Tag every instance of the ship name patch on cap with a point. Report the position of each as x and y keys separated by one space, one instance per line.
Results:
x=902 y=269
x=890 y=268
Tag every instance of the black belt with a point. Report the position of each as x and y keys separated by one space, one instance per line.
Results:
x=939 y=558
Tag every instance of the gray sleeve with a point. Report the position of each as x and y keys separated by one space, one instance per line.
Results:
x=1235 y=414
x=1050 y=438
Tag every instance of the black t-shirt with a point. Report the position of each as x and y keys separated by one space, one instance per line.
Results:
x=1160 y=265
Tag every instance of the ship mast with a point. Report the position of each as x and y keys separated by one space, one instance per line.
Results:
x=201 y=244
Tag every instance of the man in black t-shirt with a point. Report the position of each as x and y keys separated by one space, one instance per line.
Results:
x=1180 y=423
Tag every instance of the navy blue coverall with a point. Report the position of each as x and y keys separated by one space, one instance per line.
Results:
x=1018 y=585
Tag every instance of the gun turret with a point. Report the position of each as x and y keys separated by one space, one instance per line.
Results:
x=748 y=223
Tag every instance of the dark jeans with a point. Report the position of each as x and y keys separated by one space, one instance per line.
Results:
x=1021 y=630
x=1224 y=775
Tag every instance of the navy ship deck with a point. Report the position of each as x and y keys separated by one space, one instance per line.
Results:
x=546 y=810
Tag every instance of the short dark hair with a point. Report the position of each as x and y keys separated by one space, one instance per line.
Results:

---

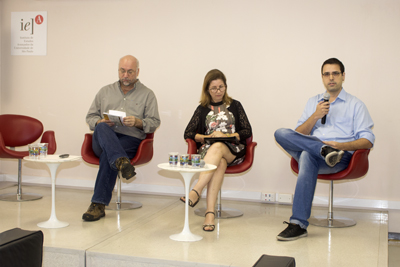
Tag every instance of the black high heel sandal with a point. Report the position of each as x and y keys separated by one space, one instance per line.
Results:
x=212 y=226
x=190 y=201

* Problem statement *
Which lines of the data contain the string "black"? Copy each of them.

* The completed task *
Tag every instance of the black belt with a point. Report the position of each as x and y keys separated by one space, one instance per line.
Tag every instance of the black t-shirt with a point. Report the position of each as x and y keys separated by one space, one instance per line.
Tag every instance of the man in black t-shirt with a point. Report the position of each as x and y keys separated by one space, one instance per line.
Tag every instance of the black high heel sandal with a point. Report the position of each as x and y keys separated by one space, one instance per line.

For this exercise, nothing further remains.